## 本文
§ §

2017 Volume 37 Pages 35-44
目的:日本の医療機関を受診した在日外国人の異文化体験の様相を明らかにする.
方法:在日外国人22名に受診行動をとおして実感した異文化体験についてグループインタビューを行った.
結果:対象者は【受診システムがわかりくい】【自分の病状や主張を正しく伝えるのが難しい】状況の中【医師は十分に対話してくれない】【壁をつくられて向き合ってもらえない】ことを経験し,【患者1人ひとりの文化的背景が注目されない】【拒否する権利を行使できない】と実感していた.また【決まり事の存在や根拠が理解できない】ことから【なじみのない『暗黙の了解』にとまどう】体験をしていた.【看護師の関わりは家族のようで安心できる】と思う一方【病気のことは看護師に頼れない】と認識していた.
結論:在日外国人は,言葉の壁,外見に基づく先入観の壁,異文化が理解されないことに直面していた.医療者は,外国人に対する文化的側面への注目の欠如を自覚する必要がある.
文化は,民族・地域・社会の集団によって形成・維持・継承されている人間の生活様式・信条・道徳・慣習などの総体である(日本文化人類学会,2008).看護の対象者は,様々な文化的価値観を尊重した看護を受ける権利を有する.M. Leininger(1992)は,人々がそれぞれの文化に合った方法で安寧や健康を維持もしくは回復したり,死に直面したりできるように,文化を考慮した看護ケアを提供することの必要性を挙げ,文化に基づく看護の知識と技術は不可欠であると述べている.一方,工藤(2008)は,看護師がとらえる「『全人的な人間』は身体・精神・社会という言葉で説明されるが,とりわけ社会的側面を含み込む言葉の中身はブラックボックスとなっている」と述べている.つまり,社会的側面である文化を考慮した看護ケアは,曖昧なままであることが推察される.

§ §

## データ抜粋
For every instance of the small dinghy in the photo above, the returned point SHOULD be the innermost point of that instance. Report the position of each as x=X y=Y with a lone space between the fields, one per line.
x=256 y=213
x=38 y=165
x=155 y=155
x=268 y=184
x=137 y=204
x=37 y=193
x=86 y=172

§ §

## 学習課題
- A) 本文の「結果:対象者は」で始まる段落を、主な事実を残して箇条書きにまとめてください。
- B) 本文の「方法:在日外国人22名に受診」から「ままであることが推察される.」まで(両端を含む)を、「医療者」を「医療従事者」に変えて書き直してください。
- C) 本文によると、グループインタビューを受けた在日外国人は何名ですか。
行の内容はここでは使いません。

## 課題別解答
- A)
- 対象者は受診システムがわかりにくく、自分の病状や主張を正しく伝えるのが難しい状況にあった。
- 医師は十分に対話してくれず、壁をつくられて向き合ってもらえないことを経験した。
- 患者一人ひとりの文化的背景が注目されず、拒否する権利を行使できないと実感していた。
- 決まり事の存在や根拠が理解できず、なじみのない「暗黙の了解」にとまどった。
- 看護師の関わりは家族のようで安心できると思う一方、病気のことは看護師に頼れないと認識していた。

- B)
方法:在日外国人22名に受診行動をとおして実感した異文化体験についてグループインタビューを行った.
結果:対象者は【受診システムがわかりくい】【自分の病状や主張を正しく伝えるのが難しい】状況の中【医師は十分に対話してくれない】【壁をつくられて向き合ってもらえない】ことを経験し,【患者1人ひとりの文化的背景が注目されない】【拒否する権利を行使できない】と実感していた.また【決まり事の存在や根拠が理解できない】ことから【なじみのない『暗黙の了解』にとまどう】体験をしていた.【看護師の関わりは家族のようで安心できる】と思う一方【病気のことは看護師に頼れない】と認識していた.
結論:在日外国人は,言葉の壁,外見に基づく先入観の壁,異文化が理解されないことに直面していた.医療従事者は,外国人に対する文化的側面への注目の欠如を自覚する必要がある.
文化は,民族・地域・社会の集団によって形成・維持・継承されている人間の生活様式・信条・道徳・慣習などの総体である(日本文化人類学会,2008).看護の対象者は,様々な文化的価値観を尊重した看護を受ける権利を有する.M. Leininger(1992)は,人々がそれぞれの文化に合った方法で安寧や健康を維持もしくは回復したり,死に直面したりできるように,文化を考慮した看護ケアを提供することの必要性を挙げ,文化に基づく看護の知識と技術は不可欠であると述べている.一方,工藤(2008)は,看護師がとらえる「『全人的な人間』は身体・精神・社会という言葉で説明されるが,とりわけ社会的側面を含み込む言葉の中身はブラックボックスとなっている」と述べている.つまり,社会的側面である文化を考慮した看護ケアは,曖昧なままであることが推察される.

- C) 22名です。